→ 実施タスク 1:
以下のエントリから、文字列「with」を含む行を漏れなく抜き出し、一字も変えずに返してください。
============================================================
サステナビリティ倶楽部レポート

第31号 「最近の労働問題: 移民労働者」

2013年10月21日

●成長するタイで

先日タイに出張し、現地企業の視察などを通してこの国の状況を伺う機会があった。

アジア諸国の経済がどこも伸びており、タイもその中で順調に成長している。バンコク市内の繁華街も賑わっており、ミドルクラスが豊かになって消費が活発化している様子が伝わってくる。

 

タイには日本企業の進出が顕著だ。自動車産業がサプライチェーン総出で日本企業の拠点を築いてきたところで、親日的な国だ。市内を走る車も90%以上日本車のよう。裾野が広い自動車業界は簡単に製造拠点を築けるものではなく、それをやってきた日本企業が圧倒的な強さをもっているという。

 

2年前の洪水で製造拠点のリスク分散化が必要と各社とも検討したが、やはりこの強力なサプライチェーンを簡単に他に移設できないということで、タイ中心の製造が続いているそうだ。

 

●完全雇用下で移民労働者の増大

こうした産業構造のなか、タイの失業率は1%以下で完全雇用だ。

発展する経済に対して、労働が追い付いていない。それを補うための労働者対策が、近隣国からの移民の雇用だ。もっとも多い国がミヤンマー。早速地図を開いてみると、タイの西から北にかけて、ミヤンマーとの長い国境が続く。これだけ長く接していれば、容易に労働者が流れてくることはすぐに想像がつく。

 

タイ政府も労働力不足のために、ミヤンマーの労働者を受け入れる政策だ。タイ人口6800万人に対して、同国からの労働者は200万人、それ以外に違法労働者が200万人ほどいるようだ。タイ人は労働条件の悪い低賃金労働はしなくなり、そこを担ってくれる移民労働者なしではタイの経済は成り立っていかないのだ。最低賃金が、バンコク300バーツ/日に対してミヤンマーは50バーツ/日という。ミヤンマー人としても、国境を越えて働くほうがいいと思って当然ではないか。
============================================================
→ 実施タスク 2:
タイの経済成長と移民労働者を扱った上記の本文を、最後の文のあとから書き継いでください。

→ タスク素材:
============================================================
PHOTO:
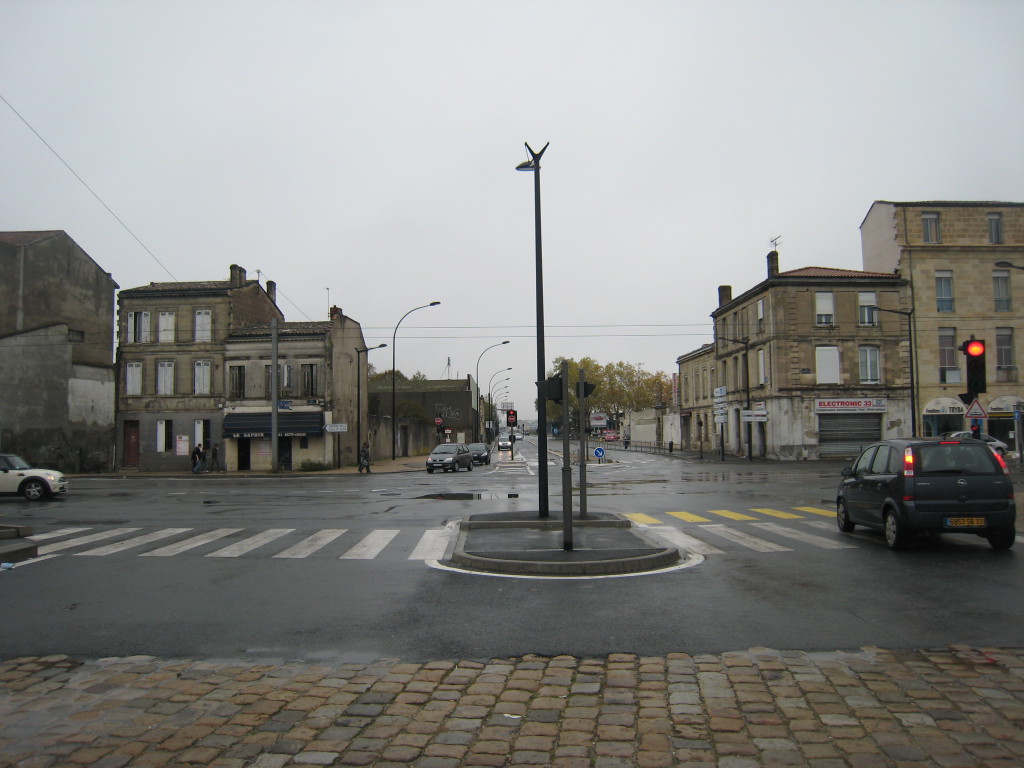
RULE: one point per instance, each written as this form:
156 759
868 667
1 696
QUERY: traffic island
522 544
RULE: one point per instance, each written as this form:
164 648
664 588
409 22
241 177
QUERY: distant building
172 377
952 255
801 368
56 341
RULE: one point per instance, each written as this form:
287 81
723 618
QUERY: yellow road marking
777 513
688 516
730 514
640 517
817 511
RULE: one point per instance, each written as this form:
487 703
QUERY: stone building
170 356
964 261
322 394
801 367
56 342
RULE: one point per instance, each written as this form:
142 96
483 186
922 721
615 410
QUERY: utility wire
91 190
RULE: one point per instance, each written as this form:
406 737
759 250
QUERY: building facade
170 355
322 394
964 261
56 341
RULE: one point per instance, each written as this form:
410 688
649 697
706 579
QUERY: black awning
290 424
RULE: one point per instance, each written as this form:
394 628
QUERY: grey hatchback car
902 486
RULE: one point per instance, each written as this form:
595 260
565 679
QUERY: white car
17 476
996 444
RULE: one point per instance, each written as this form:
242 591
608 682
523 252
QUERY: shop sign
850 406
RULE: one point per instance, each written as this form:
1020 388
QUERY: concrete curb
516 544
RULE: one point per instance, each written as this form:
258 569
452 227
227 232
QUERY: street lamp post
908 313
534 165
747 381
358 394
476 406
394 416
491 383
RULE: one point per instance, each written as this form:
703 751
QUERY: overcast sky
363 153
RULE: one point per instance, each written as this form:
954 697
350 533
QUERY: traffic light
974 350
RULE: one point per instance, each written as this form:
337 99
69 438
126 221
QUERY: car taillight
1001 461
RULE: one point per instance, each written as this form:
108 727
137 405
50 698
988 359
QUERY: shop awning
290 424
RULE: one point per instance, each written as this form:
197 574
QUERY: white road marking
312 543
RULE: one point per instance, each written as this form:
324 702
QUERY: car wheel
843 517
1001 539
895 536
34 489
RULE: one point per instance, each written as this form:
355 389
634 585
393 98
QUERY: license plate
965 522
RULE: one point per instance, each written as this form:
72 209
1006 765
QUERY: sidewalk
942 709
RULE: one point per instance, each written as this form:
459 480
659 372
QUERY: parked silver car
17 476
449 457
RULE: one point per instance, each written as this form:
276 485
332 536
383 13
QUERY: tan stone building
801 367
952 254
170 357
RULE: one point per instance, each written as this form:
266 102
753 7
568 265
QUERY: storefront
248 443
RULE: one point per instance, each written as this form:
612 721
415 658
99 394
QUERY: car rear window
956 458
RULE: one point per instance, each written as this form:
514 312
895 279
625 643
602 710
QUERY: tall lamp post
394 416
534 165
908 313
747 380
358 394
491 383
476 409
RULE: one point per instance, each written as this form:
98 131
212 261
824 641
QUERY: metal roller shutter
844 434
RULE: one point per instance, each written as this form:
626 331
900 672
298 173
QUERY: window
284 379
948 368
824 311
133 378
165 435
943 291
165 377
309 380
165 329
826 363
204 325
201 377
237 381
1000 290
866 315
138 328
869 366
995 228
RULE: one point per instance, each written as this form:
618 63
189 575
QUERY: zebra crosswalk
237 543
706 535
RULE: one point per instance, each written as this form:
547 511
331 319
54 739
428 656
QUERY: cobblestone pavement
948 708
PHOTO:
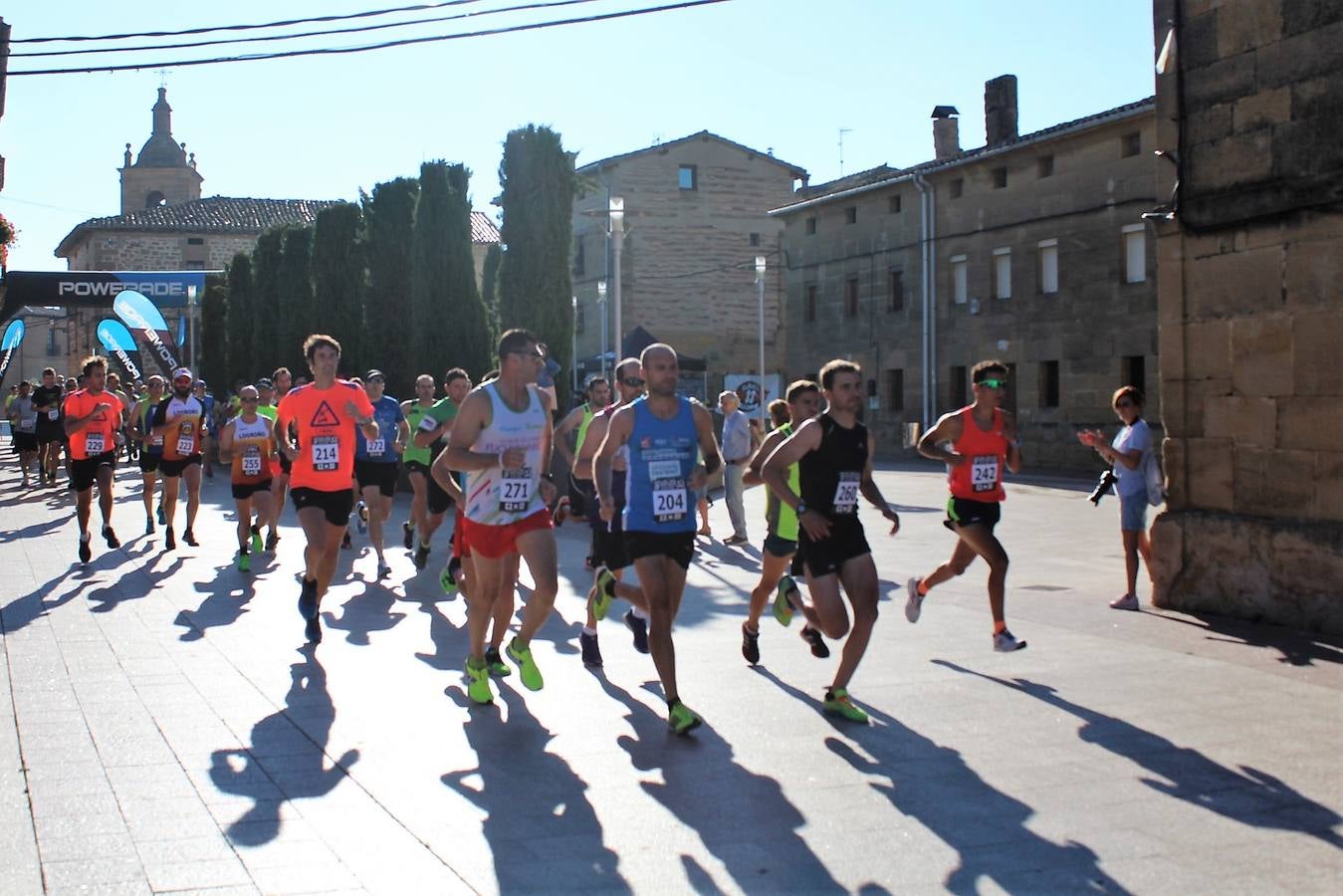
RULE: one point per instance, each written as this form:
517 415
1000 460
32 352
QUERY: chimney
1000 111
946 131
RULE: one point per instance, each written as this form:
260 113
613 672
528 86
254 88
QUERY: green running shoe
604 592
838 703
682 719
522 654
782 606
478 683
496 662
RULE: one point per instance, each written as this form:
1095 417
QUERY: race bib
846 493
516 491
326 453
984 472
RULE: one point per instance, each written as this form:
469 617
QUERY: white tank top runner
496 496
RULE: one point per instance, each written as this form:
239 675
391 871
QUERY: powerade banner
118 342
10 345
142 318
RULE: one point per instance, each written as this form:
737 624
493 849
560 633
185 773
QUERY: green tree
535 288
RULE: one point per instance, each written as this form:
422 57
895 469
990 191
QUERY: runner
249 439
323 462
607 554
180 421
781 545
93 419
661 431
501 439
376 464
833 454
984 441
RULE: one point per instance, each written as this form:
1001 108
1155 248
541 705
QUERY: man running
661 433
180 421
323 462
501 439
93 422
984 441
781 545
249 441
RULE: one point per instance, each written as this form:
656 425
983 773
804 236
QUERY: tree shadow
1247 795
535 804
287 757
743 818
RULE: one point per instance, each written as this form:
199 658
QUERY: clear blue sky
773 74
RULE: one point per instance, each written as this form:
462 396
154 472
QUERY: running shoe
591 652
782 604
839 703
604 592
522 654
496 662
478 681
639 629
750 644
913 600
682 719
818 645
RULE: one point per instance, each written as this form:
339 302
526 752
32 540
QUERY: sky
782 76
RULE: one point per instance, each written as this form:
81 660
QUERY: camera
1103 487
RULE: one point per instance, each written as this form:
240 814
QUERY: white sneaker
913 603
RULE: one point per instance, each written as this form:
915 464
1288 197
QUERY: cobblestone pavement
164 730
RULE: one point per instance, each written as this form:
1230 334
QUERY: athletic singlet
830 476
661 458
253 446
980 479
496 496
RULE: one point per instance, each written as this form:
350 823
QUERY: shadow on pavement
1247 795
287 757
542 829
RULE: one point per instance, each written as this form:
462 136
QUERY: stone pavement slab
162 729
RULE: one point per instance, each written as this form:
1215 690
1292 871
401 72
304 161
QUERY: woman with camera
1128 454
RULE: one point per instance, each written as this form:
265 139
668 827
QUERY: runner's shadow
740 817
536 806
287 757
1247 795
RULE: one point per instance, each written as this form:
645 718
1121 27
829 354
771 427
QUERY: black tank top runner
830 474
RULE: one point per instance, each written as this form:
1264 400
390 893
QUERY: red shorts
495 542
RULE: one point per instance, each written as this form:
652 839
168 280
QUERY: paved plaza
162 729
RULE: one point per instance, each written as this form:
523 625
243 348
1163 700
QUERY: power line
301 34
406 42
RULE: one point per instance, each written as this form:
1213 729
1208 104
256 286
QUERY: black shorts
381 474
845 542
172 469
243 492
966 512
678 546
336 506
82 473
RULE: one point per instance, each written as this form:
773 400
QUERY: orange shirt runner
326 458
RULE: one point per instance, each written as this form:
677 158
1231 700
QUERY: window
1046 258
1135 253
895 289
1049 383
958 278
895 389
1003 273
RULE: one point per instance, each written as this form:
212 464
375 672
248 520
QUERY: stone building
1250 300
696 216
1030 249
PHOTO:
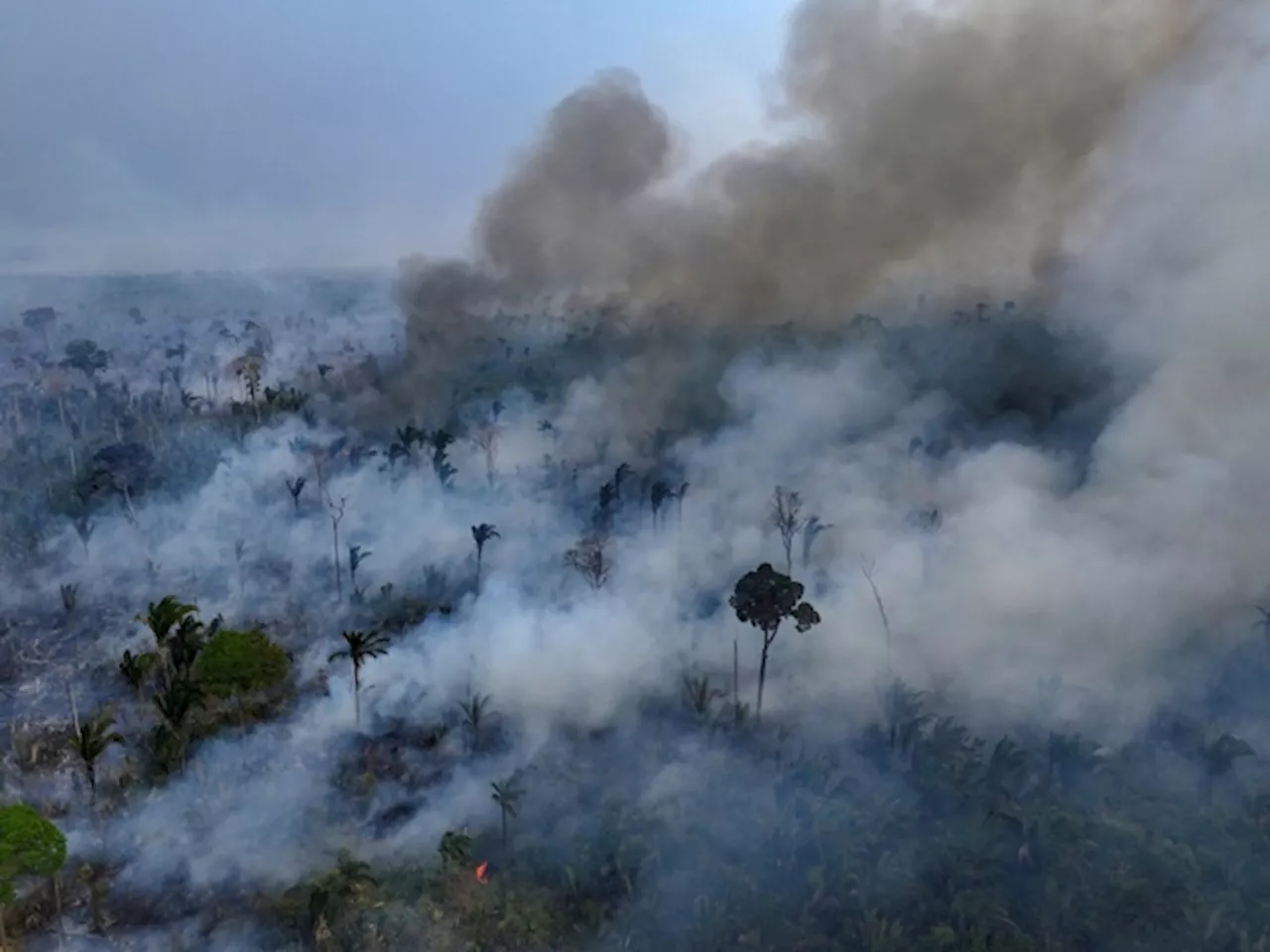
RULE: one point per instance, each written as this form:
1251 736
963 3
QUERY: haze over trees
855 548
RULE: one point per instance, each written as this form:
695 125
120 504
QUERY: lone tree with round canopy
766 599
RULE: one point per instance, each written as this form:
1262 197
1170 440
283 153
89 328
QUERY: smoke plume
966 126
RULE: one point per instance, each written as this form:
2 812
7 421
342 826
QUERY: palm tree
699 694
474 716
359 648
90 742
507 793
336 889
481 535
162 617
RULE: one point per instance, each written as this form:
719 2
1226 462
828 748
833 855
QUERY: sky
145 135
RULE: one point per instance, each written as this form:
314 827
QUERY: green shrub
236 662
30 846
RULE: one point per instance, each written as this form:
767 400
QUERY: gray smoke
956 136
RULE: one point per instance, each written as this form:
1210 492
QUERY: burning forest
852 544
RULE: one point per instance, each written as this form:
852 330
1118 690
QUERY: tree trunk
339 583
762 674
357 696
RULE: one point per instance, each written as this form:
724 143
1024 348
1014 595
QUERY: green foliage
30 846
240 662
86 357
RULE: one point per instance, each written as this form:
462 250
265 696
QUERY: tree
============================================================
→ 期待される回答 1:
QUERY: woman with camera
QUERY: lone tree with round canopy

→ 期待される回答 2:
移民労働自体は、法が整備されそれがきちんと施行されていれば問題はない。現地の日本企業も大企業が直接操業する場合には、そんなにずさんな雇用は見られない。課題はサプライチェーンに出てくる。

 

タイの主要産業は水産業や農業で、零細な家族経営が主体だ。このような現場では労働法などよく理解していない経営も多く、従って雇用も不安定で不当賃金、長時間労働、不衛生な労働環境、児童労働などが起こりやすい。また労働者のID(身分証明証)をとりあげたり、工場敷地外との出入りや外部との接触を禁止したり、債務労働を負わせるなど、労働者の移動の自由を制限する行為は人身取引(human trafficking)として問題になっている。人身売買まではいかないが違法な労働で、今一番問題になっている課題だ。

 

ILOや各国政府もこれを問題視しており、アメリカ政府では世界各国の状況を調査した”Trafficking in Persons Report”を2011年に発表している。Tier 1~3で各国をランキングしており、タイはTier 2 Watch List(最低基準が十分に遵守されていないがその努力をしており、さらにいくつかの条件を課す)国として政府から忠告されている。

 

●欧米の主要顧客からの要請

欧米企業を顧客にもつタイの大手企業は、取引先から様々な社会的要因を要請されるので、取引の条件として対応が必須になっている。欧州企業はサプライチェーンへのトレーサビリティ、米国企業は移民労働と関心がやや異なり、それぞれに対応しないといけないという。日本企業との取引もあるが、こちらは衛生状況などで労働課題の要請はあまりないといっていた。

 

この企業にCSR/サステナビリティの取り組みを伺ったところ、移民労働を含めクリティカルな課題にわたり自社事業のポイントを押さえたサステナビリティ戦略を展開しており、関心した。アジアではCSRといえば社会貢献と考える傾向がまだ多い。しかし同社のように欧米と付き合いが強ければ、彼らが考えるCSR/サステナビリティの動向や要請を社長自らが理解し、それをビジネスに組み込むことに敏感だ。日本企業の方が参考にすべきくらいだ。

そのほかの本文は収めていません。